(SOURCE MATERIAL Opens)

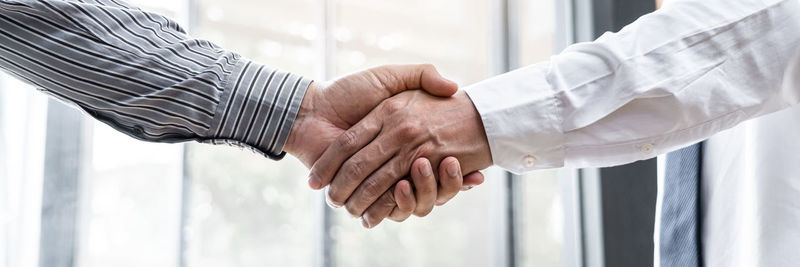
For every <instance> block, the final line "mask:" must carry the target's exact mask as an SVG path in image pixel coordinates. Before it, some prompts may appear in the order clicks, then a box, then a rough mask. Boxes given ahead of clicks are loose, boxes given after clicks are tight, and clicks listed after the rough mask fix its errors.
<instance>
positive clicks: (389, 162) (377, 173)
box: [331, 157, 420, 217]
mask: <svg viewBox="0 0 800 267" xmlns="http://www.w3.org/2000/svg"><path fill="white" fill-rule="evenodd" d="M408 168H409V166H408V165H406V166H403V165H402V159H401V158H400V157H394V158H392V159H390V160H389V161H388V162H387V163H386V164H384V165H383V166H381V167H380V168H379V169H378V170H377V171H375V173H373V174H372V175H370V176H369V177H367V179H365V180H364V182H362V183H361V184H359V185H358V188H356V189H355V190H354V191H353V192H352V195H351V196H350V198H348V199H347V201H346V204H345V205H344V206H345V208H347V212H349V213H350V214H351V215H353V216H355V217H360V216H362V215H363V213H364V210H366V209H367V208H368V207H369V206H370V205H372V203H374V202H375V201H377V200H378V198H379V197H381V195H383V193H384V192H386V190H388V189H389V187H391V186H392V185H394V184H395V183H396V182H397V181H398V180H400V179H402V178H403V177H405V176H406V174H408ZM337 179H338V178H337ZM336 182H337V180H334V181H333V184H336ZM333 184H332V185H331V187H332V186H333ZM415 186H416V185H415ZM419 201H420V200H419V196H417V206H419Z"/></svg>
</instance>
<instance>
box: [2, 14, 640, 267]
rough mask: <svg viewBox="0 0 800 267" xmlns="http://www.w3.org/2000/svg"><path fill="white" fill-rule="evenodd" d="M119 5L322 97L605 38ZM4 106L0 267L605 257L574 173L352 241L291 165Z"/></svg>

(SOURCE MATERIAL Closes)

- WHAT IS NEEDED -
Would you copy out exactly the lines from the one holding "positive clicks: (389, 162) (377, 173)" through the end of the entries above, both ends included?

- REPLY -
positive clicks: (389, 162) (377, 173)
box: [331, 157, 420, 217]
mask: <svg viewBox="0 0 800 267" xmlns="http://www.w3.org/2000/svg"><path fill="white" fill-rule="evenodd" d="M408 168H409V166H408V165H406V166H403V165H402V159H401V158H400V157H394V158H392V159H390V160H389V161H388V162H387V163H386V164H384V165H383V166H381V167H380V168H379V169H378V170H377V171H375V173H373V174H372V175H370V176H369V177H367V179H365V180H364V182H362V183H361V184H359V185H358V188H356V189H355V190H354V191H353V192H352V195H351V196H350V198H348V199H347V201H346V204H345V205H344V206H345V208H347V212H349V213H350V214H351V215H353V216H355V217H360V216H362V215H363V213H364V210H366V209H367V208H368V207H369V206H370V205H372V203H374V202H375V201H377V200H378V198H379V197H381V195H383V193H384V192H386V190H388V189H389V187H391V186H392V185H394V184H395V183H396V182H397V181H398V180H400V179H402V178H403V177H405V176H406V174H408ZM337 179H338V178H337ZM336 182H337V180H334V181H333V184H336ZM333 184H332V185H331V187H332V186H333ZM415 186H416V185H415ZM419 201H420V200H419V196H417V206H419Z"/></svg>
</instance>
<instance>
box: [2, 14, 640, 267]
rough mask: <svg viewBox="0 0 800 267" xmlns="http://www.w3.org/2000/svg"><path fill="white" fill-rule="evenodd" d="M119 5L322 97L605 38ZM4 106L0 267L605 257L574 173L352 241L291 165Z"/></svg>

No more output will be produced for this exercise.